- _Task goal_
The records are to be restated in their entirety, word for word.

- _Supplied entries_
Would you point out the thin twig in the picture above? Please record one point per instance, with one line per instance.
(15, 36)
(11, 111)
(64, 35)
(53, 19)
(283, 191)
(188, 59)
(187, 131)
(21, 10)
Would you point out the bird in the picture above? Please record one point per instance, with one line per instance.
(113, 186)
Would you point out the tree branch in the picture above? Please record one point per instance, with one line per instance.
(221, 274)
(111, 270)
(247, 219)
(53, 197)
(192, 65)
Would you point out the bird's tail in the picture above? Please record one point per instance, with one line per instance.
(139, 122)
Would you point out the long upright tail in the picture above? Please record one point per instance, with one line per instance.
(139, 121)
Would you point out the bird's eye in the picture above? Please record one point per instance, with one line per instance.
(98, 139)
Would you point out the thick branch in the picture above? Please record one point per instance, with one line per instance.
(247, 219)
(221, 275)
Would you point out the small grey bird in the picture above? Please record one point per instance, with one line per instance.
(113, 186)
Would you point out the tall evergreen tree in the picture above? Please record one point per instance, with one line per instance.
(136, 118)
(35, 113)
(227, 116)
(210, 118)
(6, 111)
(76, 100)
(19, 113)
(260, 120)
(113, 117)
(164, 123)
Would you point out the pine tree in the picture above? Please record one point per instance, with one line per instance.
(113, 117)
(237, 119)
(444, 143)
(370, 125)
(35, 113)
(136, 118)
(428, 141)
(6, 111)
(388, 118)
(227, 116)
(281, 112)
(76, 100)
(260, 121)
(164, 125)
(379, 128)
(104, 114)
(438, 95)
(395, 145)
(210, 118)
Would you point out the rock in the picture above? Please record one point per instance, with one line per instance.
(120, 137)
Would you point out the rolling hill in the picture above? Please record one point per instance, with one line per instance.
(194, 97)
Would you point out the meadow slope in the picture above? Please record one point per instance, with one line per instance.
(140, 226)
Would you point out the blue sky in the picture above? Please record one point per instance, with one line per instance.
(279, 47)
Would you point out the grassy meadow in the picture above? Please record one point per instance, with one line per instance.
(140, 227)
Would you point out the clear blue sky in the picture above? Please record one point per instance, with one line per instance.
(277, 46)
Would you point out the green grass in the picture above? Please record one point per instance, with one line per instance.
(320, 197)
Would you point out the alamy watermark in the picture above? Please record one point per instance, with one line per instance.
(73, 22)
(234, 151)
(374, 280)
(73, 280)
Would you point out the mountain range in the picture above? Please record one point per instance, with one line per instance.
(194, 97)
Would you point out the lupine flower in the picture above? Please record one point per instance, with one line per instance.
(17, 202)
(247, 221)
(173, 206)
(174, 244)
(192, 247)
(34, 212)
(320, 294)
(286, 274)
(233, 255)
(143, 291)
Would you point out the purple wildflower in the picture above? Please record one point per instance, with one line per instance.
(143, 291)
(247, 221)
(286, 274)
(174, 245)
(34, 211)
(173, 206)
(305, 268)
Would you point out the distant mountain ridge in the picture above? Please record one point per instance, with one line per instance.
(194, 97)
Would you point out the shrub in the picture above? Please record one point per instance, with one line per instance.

- _Solution for this problem_
Would you point out the thin twig in the picture above? Please record one point per instance, with one line per instance.
(15, 36)
(11, 111)
(64, 35)
(53, 19)
(283, 191)
(188, 59)
(187, 131)
(21, 10)
Would you point out the bird in the picture above? Please record one point per instance, with one line per instance.
(113, 186)
Would you point out the tree branch in the picture above? Please record one point per instance, with one line per instance.
(221, 274)
(111, 270)
(247, 219)
(53, 197)
(192, 65)
Would you point out the bird's tail in the picture above? Please record one point per instance, with one line per instance.
(139, 122)
Would you point out the long upright tail in the picture above? Please record one point per instance, with one line per instance.
(139, 121)
Would you point out the bird's eye in the picture above? Please record one point per instance, with one line per instance.
(98, 139)
Would you point out the thick branch in the picture above? Please record one point per instance, with one line per instance.
(247, 219)
(221, 275)
Would you point out the small grey bird in the picture above? Please record one point per instance, with one line per instance.
(113, 186)
Would you point out the tall evergreen tree in the picture above? Please record one point per instance, with one line per instance.
(136, 118)
(35, 113)
(227, 116)
(210, 118)
(6, 111)
(76, 100)
(19, 113)
(260, 120)
(113, 117)
(164, 123)
Would you point out the pine tree in the picture above? Please record one point per instance, with one line per instance.
(113, 117)
(237, 119)
(444, 143)
(370, 125)
(35, 113)
(136, 118)
(428, 141)
(6, 111)
(388, 118)
(227, 116)
(281, 112)
(76, 100)
(260, 121)
(164, 125)
(379, 128)
(104, 114)
(438, 95)
(395, 145)
(210, 118)
Would you point out the rock in the picture above? Please record one point per instance, with one line per instance.
(120, 137)
Would you point out the rolling hill in the picture above? Please record one point per instance, with one line per instance.
(194, 97)
Would you point out the meadow slope in the picture above? Please record one point per instance, with one line per instance.
(140, 226)
Would you point out the blue sky in the picture above? Please record one point per instance, with one line per instance.
(279, 47)
Would you point out the grassy meadow in the picture above? Please record one point per instance, with one line per instance.
(140, 227)
Would you point out the clear blue sky in the picture above? Please record one point per instance, with one line per instance.
(277, 46)
Would you point out the green grass in the picture above? Please record one point per instance, with one line per instance.
(320, 197)
Would you point out the alamy watermark in the picture above? Please record one point per instance, with one line per instance.
(73, 22)
(234, 151)
(374, 280)
(73, 280)
Would you point out the mountain range in the picture above? Please record one point per instance, with one line per instance.
(194, 97)
Would you point out the lupine flower in the picture above? Please record one point per instance, with one line per instance.
(17, 202)
(247, 221)
(173, 206)
(174, 244)
(192, 247)
(34, 212)
(320, 294)
(286, 274)
(233, 255)
(143, 291)
Would you point out the purple wildflower in the picture above? Please record one point per instance, with one line per instance.
(143, 291)
(247, 221)
(286, 274)
(174, 245)
(34, 211)
(173, 206)
(305, 268)
Would you point out the distant mountain ridge in the picture above? Please record one point per instance, with one line per instance.
(194, 97)
Would you point out the shrub in the picture above? Please record one point per instance, with one line per instance.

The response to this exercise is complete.